REQUEST: Which lines in the data below contain the string "Target", with letter case matching? Pick out each such line and copy it in full.

RECORDS SHOWN:
-=-=-

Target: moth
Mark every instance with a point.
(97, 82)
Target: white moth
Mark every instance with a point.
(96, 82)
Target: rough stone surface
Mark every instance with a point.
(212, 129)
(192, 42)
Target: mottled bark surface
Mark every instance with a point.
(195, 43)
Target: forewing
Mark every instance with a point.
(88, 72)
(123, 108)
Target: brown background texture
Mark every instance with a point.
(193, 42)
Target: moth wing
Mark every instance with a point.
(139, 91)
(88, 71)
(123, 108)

-=-=-

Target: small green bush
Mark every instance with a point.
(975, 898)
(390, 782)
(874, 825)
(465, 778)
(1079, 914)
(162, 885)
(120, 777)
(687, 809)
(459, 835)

-=-=-

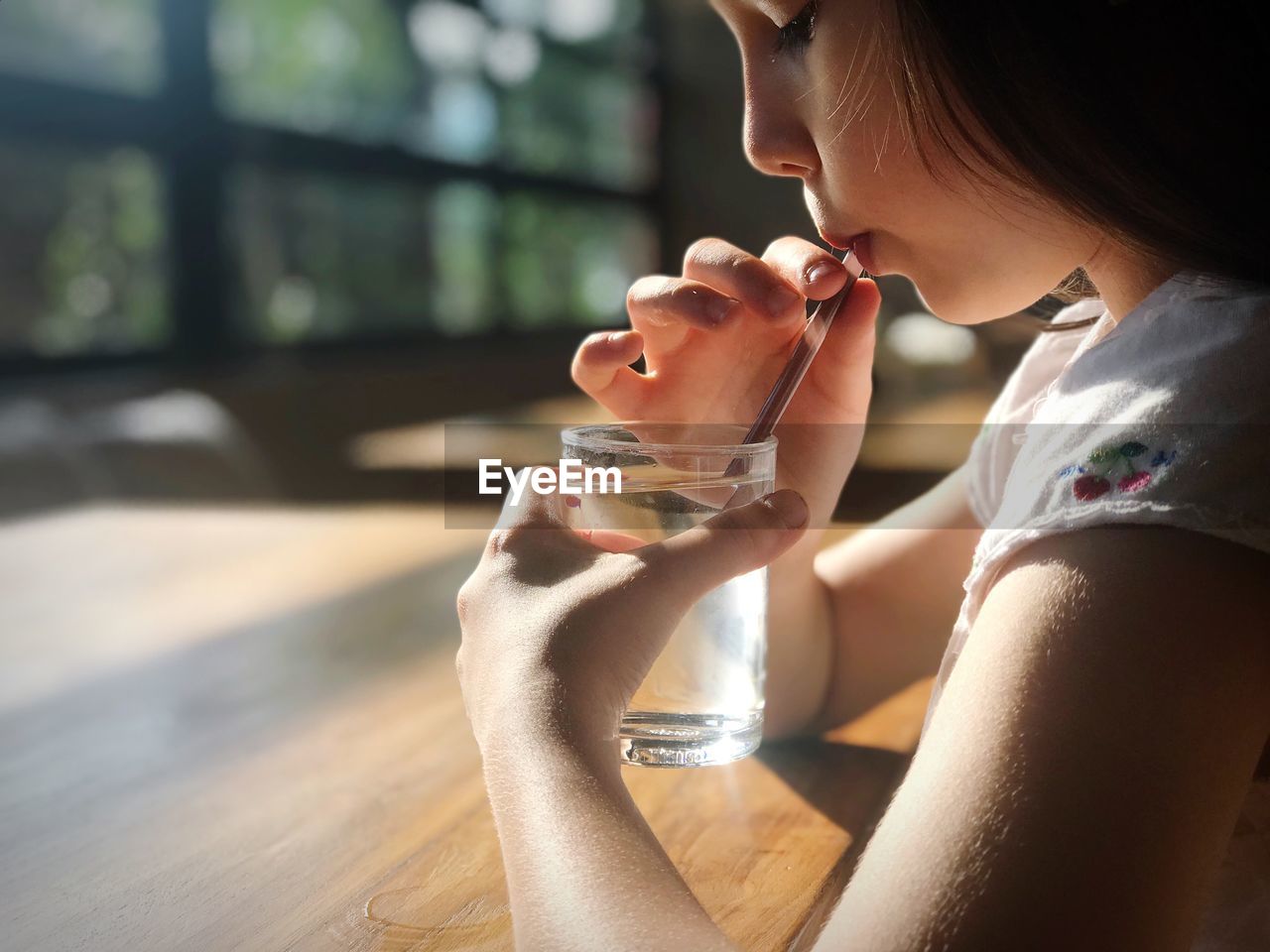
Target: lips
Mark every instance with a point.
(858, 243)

-=-=-

THE SOLUTION:
Target: moth
Target: white moth
Target: rough stone surface
Target: mottled bark surface
Target: forewing
Target: brown background texture
Target: moth wing
Target: small green bush
Target: lips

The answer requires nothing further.